◆ Angezeigter Text ◆
==============================

Obwohl es für Methionin nur ein Codon gibt (AUG), besitzen alle Organismen zwei tRNA-Typen zur Bindung von Methionin. Eine tRNA wird ausschliesslich dann verwendet, wenn AUG das Initiations-Codon für die Proteinsynthese dient. Die zweite tRNA wird verwendet, wenn Methionin in eine interne Position eines Polypeptids eingefügt wird.
Bei Bakterien werden die beiden Typen von methionin-spezifischer tRNA als tRNAMet und tRNAfMet bezeichnet. Der erste Aminosäurerest am amino-terminalen Ende ist N-Formylmethionin. Er wird als N-Formyl-methionin-tRNAfMet, das in zwei aufeinanderfolgenden Reaktionen gebildet wird, zum Ribosom transportiert. Zuerst wird Methionin von der Met-tRNA-Synthetase an die tRNAfMet gebunden:

Methionin + tRNAfMet + ATP -> Met- tRNAfMet + AMP + PPi

Darauf wird eine Formylgruppe von N10-Formyltetrahydrofolat durch eine Transformylase auf die Aminogruppe des Methionin-Restes übertragen:

N(10)-Formyltetrahydrofolat + Met- tRNAfMet -> Tetrahydrofolat + fMet- tRNAfMet

Diese Transformylase kann kein freies Methionin oder an tRNAMet gebundenes Methionin formylieren. Statt dessen ist sie spezifisch für an tRNAfMet gebundene Methionin-Reste, wobei sie ein charakteristisches Strukturmerkmal dieser tRNA erkennt.

Die fMet-tRNAfMet wird vom Translationsinitiationsfaktor IF2 erkannt und an die P-Region der 30S ribosomalen Untereinheit gebunden.




Initiation bei Eukaryoten

Der wesentliche Unterschied zu Prokaryoten betrifft die Art, wie die kleine Untereinheit des Ribosoms (40S bei Eukaryoten) an die mRNA bindet und das AUG-Codon, an dem die Translation beginnen soll, ausfindig macht. Ausserdem sind für die Initiation mindestens elf Initiationsfaktoren erforderlich, im Gegensatz zu E. coli, wo drei solche Proteine ausreichen.

==============================

◆ Arbeitsauftrag 1 ◆
Welches Enzym bindet laut dem Text über Methionin-tRNA das Methionin an die tRNAfMet?
◆ Arbeitsauftrag 2 ◆
Erklären Sie mithilfe des angezeigten Textes, warum die Transformylase nur Methionin formyliert, das an tRNAfMet gebunden ist.

==============================

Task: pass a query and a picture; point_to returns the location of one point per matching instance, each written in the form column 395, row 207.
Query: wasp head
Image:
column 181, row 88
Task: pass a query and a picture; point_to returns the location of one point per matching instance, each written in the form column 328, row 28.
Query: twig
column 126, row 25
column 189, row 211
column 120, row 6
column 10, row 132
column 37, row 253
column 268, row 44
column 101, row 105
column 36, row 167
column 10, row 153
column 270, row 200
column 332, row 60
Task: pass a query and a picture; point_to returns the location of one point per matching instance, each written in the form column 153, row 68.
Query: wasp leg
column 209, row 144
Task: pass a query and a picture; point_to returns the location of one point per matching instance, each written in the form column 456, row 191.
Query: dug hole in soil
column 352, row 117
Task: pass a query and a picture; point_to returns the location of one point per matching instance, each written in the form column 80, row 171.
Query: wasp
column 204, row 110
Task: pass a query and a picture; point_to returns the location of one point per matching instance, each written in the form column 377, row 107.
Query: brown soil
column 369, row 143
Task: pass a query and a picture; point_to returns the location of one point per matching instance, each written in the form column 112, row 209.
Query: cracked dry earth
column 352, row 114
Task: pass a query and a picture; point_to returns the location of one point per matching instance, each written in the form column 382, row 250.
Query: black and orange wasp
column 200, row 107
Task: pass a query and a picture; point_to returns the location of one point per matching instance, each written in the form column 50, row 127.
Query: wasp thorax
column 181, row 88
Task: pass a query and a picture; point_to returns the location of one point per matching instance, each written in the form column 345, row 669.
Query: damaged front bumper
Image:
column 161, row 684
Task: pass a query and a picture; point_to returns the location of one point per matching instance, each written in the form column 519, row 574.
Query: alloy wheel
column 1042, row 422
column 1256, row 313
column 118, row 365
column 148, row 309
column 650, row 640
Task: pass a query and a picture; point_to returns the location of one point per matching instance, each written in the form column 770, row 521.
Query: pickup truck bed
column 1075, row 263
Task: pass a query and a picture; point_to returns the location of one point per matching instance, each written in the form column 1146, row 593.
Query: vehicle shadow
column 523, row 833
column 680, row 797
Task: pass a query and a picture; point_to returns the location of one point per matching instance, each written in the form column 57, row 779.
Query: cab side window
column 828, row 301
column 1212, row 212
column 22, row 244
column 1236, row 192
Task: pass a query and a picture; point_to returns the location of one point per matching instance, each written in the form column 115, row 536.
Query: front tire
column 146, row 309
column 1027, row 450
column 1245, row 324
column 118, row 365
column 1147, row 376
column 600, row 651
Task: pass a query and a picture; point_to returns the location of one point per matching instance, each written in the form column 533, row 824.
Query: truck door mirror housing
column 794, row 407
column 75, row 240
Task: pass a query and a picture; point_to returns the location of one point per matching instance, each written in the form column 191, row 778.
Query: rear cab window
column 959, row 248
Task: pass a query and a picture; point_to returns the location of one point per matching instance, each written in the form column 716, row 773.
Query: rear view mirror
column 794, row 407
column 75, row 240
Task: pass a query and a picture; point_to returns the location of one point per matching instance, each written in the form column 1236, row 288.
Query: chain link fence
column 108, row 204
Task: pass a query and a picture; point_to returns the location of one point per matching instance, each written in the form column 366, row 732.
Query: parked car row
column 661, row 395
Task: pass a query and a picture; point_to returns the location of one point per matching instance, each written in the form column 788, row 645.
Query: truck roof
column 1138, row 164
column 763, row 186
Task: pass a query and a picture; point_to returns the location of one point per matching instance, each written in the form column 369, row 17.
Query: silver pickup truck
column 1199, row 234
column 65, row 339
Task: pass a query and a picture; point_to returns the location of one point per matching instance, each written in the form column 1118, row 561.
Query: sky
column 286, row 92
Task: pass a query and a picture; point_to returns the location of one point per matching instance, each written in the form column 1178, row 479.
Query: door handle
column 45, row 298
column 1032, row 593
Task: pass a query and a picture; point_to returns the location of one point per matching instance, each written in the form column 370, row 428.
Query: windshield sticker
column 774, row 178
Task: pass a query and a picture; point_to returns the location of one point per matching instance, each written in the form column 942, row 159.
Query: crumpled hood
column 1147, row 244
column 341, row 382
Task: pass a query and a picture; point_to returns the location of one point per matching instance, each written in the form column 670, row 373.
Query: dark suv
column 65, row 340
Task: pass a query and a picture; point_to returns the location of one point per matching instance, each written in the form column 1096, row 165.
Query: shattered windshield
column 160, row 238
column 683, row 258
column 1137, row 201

==============================

◆ Antwortbereich 1 ◆
Die Met-tRNA-Synthetase.

◆ Antwortbereich 2 ◆
Die Transformylase ist spezifisch für an tRNAfMet gebundene Methionin-Reste, weil sie ein charakteristisches Strukturmerkmal dieser tRNA erkennt. Freies Methionin oder an tRNAMet gebundenes Methionin kann sie nicht formylieren.